**The problem**
I'd like the line containing "like [311, 381]." and each line that follows, through the last line of the material, set down exactly as they are, and no others.

========================================

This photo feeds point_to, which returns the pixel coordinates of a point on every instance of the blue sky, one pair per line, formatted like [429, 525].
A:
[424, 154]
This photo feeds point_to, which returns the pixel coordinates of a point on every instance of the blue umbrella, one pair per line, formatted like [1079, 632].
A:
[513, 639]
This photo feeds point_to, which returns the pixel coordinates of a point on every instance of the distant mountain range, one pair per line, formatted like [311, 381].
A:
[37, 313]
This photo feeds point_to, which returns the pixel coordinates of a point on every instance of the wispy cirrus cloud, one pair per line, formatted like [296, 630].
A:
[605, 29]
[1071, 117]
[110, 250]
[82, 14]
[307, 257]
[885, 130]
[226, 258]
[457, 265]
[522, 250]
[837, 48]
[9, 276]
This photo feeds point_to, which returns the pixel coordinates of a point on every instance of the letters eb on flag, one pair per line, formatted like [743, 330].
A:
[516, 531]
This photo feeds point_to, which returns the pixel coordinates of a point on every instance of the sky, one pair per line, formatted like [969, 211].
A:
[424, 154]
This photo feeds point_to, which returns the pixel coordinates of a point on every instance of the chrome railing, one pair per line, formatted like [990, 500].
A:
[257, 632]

========================================

**Solution to the problem**
This photo feeds point_to, which returns the pixel coordinates of a point on every instance of the distant mountain range, one pair per line, formatted like [311, 381].
A:
[37, 313]
This photo feeds point_to, which returns the pixel coordinates of a point on every instance of the wispy cirrus cloud, one pair per line, formatted like [296, 630].
A:
[605, 29]
[1071, 117]
[110, 250]
[82, 14]
[307, 257]
[885, 130]
[226, 258]
[457, 265]
[522, 250]
[837, 48]
[9, 276]
This photo feeds point_to, which returns the pixel coordinates of a point on every instance of the letters eb on flag, one pair per line, formatted like [743, 330].
A:
[516, 531]
This photo feeds point_to, which returns the pixel coordinates of a point on every instance of the sky, one pair per line, formatted like [969, 211].
A:
[424, 154]
This photo feeds point_to, which returns the pixel coordinates of a point on every instance of the chrome railing, one pair per line, formatted like [990, 500].
A:
[257, 632]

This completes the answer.